____ Data section

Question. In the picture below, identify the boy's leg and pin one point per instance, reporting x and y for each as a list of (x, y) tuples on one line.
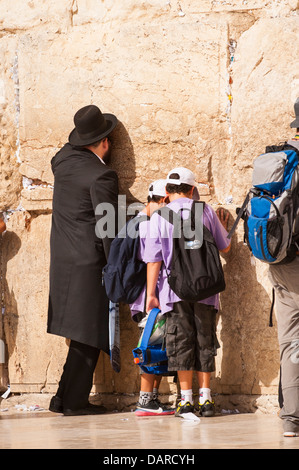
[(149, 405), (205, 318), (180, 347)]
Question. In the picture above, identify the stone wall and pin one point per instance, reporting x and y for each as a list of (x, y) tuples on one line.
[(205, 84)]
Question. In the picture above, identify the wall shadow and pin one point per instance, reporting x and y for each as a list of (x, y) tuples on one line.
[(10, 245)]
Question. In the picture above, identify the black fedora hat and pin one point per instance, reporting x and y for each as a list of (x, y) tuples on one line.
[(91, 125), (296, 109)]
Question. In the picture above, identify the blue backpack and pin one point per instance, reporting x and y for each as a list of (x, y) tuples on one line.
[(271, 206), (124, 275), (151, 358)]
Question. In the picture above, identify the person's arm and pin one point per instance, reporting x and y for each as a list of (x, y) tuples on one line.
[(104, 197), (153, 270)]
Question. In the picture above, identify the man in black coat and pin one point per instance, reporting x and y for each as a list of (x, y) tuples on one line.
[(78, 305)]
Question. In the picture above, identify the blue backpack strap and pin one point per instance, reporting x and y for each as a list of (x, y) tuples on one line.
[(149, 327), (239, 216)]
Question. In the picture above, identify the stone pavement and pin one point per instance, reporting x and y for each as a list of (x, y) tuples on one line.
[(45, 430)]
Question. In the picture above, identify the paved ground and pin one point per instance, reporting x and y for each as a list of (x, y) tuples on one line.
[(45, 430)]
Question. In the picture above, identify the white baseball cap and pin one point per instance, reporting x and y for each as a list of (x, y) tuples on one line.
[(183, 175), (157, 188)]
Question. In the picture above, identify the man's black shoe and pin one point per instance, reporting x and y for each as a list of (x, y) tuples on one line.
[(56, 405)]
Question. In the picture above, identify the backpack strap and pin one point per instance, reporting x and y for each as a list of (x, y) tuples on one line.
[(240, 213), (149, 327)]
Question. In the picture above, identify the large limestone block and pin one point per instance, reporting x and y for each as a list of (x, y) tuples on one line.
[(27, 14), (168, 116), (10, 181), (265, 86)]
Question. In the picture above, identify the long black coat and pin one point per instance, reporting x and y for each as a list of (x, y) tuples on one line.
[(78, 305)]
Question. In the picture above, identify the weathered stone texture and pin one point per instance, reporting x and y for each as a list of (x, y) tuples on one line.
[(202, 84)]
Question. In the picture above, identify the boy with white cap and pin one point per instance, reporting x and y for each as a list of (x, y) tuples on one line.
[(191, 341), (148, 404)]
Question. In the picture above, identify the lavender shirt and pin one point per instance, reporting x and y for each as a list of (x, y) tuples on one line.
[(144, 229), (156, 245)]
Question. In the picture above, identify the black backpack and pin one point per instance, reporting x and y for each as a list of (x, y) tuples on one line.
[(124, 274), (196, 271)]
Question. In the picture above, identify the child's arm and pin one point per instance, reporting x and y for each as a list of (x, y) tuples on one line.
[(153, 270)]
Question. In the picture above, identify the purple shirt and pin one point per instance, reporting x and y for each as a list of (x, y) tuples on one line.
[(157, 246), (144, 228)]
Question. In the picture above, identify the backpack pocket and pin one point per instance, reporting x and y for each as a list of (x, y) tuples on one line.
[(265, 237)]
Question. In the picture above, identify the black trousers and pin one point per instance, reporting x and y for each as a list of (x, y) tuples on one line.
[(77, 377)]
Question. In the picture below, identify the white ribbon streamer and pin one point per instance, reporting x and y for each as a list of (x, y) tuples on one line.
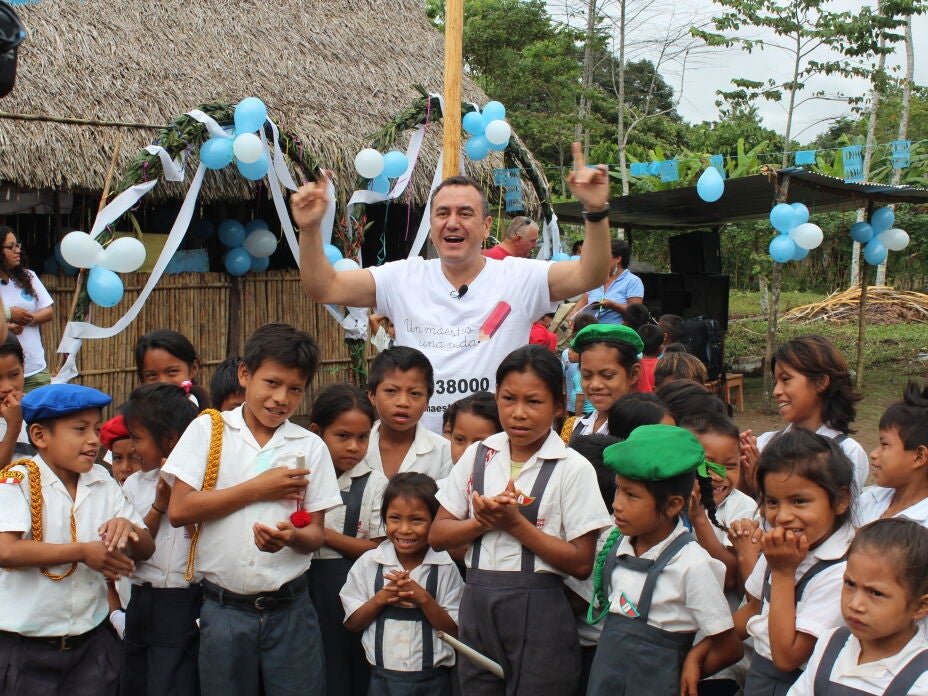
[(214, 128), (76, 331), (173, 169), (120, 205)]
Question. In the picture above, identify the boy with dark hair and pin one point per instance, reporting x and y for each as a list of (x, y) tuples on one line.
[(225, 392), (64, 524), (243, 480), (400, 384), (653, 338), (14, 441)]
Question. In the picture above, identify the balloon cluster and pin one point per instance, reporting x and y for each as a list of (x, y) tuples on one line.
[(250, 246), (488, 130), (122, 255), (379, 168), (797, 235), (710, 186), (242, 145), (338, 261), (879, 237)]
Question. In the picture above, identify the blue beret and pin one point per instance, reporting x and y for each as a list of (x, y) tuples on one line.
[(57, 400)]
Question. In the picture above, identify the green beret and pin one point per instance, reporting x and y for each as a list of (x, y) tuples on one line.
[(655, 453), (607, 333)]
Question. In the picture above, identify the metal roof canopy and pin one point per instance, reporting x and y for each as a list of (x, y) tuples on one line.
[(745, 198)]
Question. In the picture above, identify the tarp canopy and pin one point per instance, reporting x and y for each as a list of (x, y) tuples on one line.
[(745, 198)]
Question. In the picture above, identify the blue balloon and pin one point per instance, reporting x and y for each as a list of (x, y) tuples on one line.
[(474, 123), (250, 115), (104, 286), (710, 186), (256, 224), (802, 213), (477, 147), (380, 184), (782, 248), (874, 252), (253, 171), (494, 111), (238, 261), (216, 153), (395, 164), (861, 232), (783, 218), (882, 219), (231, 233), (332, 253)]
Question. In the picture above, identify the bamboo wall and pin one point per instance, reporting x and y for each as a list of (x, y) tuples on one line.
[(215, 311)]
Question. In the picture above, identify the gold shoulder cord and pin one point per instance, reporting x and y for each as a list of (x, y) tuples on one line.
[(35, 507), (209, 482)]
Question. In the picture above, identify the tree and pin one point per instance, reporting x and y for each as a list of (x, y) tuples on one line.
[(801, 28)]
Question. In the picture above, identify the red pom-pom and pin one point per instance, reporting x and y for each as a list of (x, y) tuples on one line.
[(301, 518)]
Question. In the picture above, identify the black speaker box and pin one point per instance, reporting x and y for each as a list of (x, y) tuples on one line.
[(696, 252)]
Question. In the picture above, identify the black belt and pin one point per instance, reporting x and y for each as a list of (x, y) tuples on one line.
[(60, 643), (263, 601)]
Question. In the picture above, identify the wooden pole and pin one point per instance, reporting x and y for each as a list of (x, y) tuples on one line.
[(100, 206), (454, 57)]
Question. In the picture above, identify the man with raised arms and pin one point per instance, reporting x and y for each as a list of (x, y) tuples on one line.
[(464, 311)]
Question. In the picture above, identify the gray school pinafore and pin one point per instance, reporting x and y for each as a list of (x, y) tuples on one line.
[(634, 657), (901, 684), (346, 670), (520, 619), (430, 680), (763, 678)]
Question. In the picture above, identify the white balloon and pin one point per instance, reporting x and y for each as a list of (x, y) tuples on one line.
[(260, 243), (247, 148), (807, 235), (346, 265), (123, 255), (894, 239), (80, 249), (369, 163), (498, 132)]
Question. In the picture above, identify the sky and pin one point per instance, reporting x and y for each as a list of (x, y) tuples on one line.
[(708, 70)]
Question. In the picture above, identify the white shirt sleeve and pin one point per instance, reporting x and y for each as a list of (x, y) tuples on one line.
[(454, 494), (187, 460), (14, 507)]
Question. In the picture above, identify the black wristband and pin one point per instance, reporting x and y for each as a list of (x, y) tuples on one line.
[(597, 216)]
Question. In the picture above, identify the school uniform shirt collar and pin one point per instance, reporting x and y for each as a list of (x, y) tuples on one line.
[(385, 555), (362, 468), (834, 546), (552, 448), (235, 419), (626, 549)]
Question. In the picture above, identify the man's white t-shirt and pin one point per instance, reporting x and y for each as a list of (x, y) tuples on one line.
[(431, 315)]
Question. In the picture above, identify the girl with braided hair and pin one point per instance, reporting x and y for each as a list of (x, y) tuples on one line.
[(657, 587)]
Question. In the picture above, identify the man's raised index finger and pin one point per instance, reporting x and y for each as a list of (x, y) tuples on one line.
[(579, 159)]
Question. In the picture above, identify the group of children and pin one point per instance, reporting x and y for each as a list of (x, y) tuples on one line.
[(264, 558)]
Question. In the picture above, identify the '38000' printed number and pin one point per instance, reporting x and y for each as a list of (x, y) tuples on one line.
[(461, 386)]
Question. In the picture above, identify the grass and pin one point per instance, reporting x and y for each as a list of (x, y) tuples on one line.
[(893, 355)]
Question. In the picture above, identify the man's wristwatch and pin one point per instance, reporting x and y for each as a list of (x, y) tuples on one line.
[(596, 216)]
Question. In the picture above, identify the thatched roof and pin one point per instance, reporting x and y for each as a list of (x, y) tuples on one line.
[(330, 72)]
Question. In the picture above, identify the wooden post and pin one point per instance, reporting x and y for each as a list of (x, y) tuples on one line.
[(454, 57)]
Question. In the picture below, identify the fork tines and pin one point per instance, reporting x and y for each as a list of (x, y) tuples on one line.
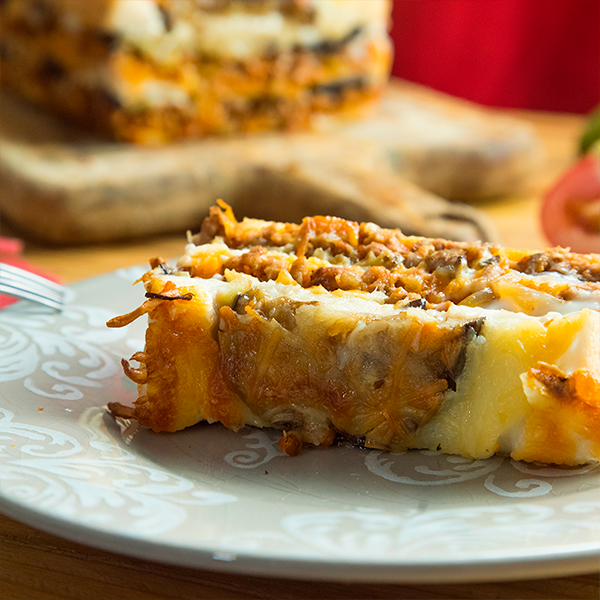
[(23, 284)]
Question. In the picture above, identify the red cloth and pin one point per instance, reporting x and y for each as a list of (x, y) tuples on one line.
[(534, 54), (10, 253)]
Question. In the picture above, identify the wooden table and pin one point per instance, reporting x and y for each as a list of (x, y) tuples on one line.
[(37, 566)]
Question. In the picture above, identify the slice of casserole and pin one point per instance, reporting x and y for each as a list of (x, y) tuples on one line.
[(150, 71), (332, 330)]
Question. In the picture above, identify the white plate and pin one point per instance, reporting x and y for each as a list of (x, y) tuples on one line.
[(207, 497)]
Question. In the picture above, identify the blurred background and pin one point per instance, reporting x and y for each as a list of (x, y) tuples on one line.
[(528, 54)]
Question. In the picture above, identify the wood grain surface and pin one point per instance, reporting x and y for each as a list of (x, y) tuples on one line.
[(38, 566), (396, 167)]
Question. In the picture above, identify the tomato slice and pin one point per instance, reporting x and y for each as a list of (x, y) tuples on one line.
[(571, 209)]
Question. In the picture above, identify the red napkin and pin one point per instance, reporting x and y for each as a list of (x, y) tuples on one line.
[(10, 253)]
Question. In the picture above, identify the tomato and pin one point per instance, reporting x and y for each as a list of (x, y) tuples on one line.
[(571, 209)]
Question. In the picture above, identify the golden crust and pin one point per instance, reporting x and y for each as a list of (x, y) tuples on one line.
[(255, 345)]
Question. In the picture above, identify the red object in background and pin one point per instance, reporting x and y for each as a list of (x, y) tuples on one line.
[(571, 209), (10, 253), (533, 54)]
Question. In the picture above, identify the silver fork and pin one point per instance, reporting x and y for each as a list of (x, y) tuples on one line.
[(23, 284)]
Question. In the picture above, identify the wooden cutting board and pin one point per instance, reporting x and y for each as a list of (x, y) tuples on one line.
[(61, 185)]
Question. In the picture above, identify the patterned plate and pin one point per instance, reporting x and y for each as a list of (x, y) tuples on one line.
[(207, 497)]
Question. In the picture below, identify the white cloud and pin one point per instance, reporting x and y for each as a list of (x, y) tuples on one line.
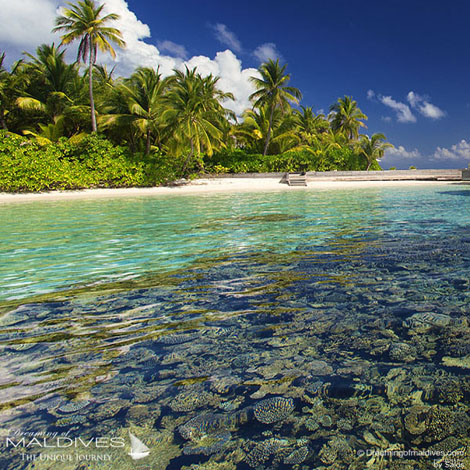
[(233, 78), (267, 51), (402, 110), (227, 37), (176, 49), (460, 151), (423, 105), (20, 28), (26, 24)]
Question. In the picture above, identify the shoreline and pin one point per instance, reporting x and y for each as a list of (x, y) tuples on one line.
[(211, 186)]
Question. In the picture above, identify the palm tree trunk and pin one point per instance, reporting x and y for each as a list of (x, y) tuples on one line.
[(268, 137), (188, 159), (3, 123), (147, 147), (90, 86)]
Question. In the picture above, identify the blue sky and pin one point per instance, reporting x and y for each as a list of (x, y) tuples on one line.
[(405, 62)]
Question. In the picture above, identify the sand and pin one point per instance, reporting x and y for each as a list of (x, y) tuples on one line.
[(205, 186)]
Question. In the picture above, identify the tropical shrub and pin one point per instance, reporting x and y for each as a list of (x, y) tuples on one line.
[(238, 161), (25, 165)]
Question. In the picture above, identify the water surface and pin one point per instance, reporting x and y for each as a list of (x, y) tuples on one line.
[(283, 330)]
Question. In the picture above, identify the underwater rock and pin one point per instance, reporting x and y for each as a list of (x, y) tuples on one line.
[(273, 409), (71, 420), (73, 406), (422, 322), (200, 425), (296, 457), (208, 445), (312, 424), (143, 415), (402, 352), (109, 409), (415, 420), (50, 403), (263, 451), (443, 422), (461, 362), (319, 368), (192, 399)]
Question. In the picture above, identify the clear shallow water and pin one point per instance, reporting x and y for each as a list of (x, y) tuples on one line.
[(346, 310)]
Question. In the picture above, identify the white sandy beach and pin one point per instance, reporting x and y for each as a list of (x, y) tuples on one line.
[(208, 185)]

________

Task objective: Rescale the data from the start through the line containing "[(205, 84)]". Reproduce each line, requests included, but multiply every coordinate in the answers by 2.2, round to whole numbers with halves rounded up, and leave out the pictures.

Finished exercise:
Question. In the picture below, identify the boy's leg and pin one point per instance, reporting x and y for each as a list of (x, y) tuples on one line.
[(328, 891), (451, 700), (396, 763)]
Question. In the picture above, identify the stone wall and pin one point per instance, reporting x and y for each as a list of (x, y) tuples on one line.
[(451, 185)]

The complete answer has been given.